[Stored items]
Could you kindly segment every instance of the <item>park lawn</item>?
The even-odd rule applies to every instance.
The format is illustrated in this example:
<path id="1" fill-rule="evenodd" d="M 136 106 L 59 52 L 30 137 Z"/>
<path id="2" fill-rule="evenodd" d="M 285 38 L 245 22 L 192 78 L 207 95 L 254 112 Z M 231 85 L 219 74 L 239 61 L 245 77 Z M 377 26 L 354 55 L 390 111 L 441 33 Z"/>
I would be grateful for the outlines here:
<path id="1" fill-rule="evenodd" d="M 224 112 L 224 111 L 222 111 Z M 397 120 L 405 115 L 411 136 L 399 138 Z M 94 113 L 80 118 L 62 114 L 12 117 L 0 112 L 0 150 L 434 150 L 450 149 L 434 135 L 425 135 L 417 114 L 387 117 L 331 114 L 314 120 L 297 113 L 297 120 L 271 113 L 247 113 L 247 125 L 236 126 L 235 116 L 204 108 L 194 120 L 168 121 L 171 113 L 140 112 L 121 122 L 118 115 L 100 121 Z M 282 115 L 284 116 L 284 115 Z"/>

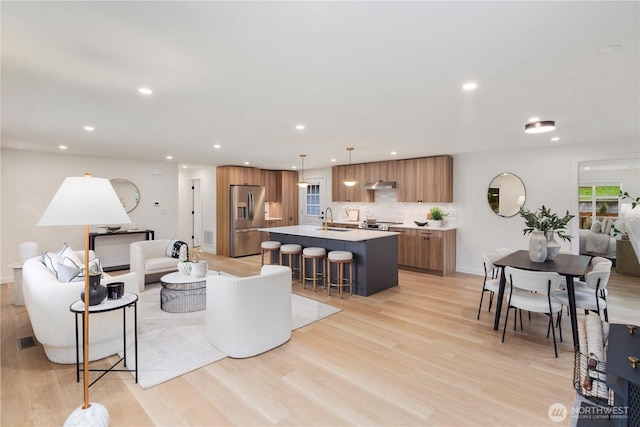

YOUR TASK.
Hand back the records above exactly as they are, pictures excluded.

RESULT OF THIS EXERCISE.
Could you kindly segment every instance of the <item>park lawn</item>?
The even-odd rule applies to every instance.
The format is illustrated in this example:
<path id="1" fill-rule="evenodd" d="M 136 106 L 59 52 L 30 137 Z"/>
<path id="2" fill-rule="evenodd" d="M 285 38 L 245 22 L 192 78 L 207 95 L 254 112 Z M 231 85 L 219 74 L 239 61 L 245 77 Z M 377 26 L 354 55 L 390 111 L 441 33 Z"/>
I would be grateful for the outlines here:
<path id="1" fill-rule="evenodd" d="M 224 112 L 224 111 L 222 111 Z M 397 120 L 405 115 L 411 136 L 399 138 Z M 94 113 L 80 118 L 62 114 L 12 117 L 0 112 L 0 150 L 434 150 L 450 149 L 434 135 L 425 135 L 417 114 L 387 117 L 331 114 L 314 120 L 297 113 L 297 120 L 271 113 L 247 113 L 247 125 L 236 126 L 235 116 L 204 108 L 194 120 L 168 121 L 171 113 L 140 112 L 121 122 L 118 115 L 100 121 Z M 282 115 L 284 116 L 284 115 Z"/>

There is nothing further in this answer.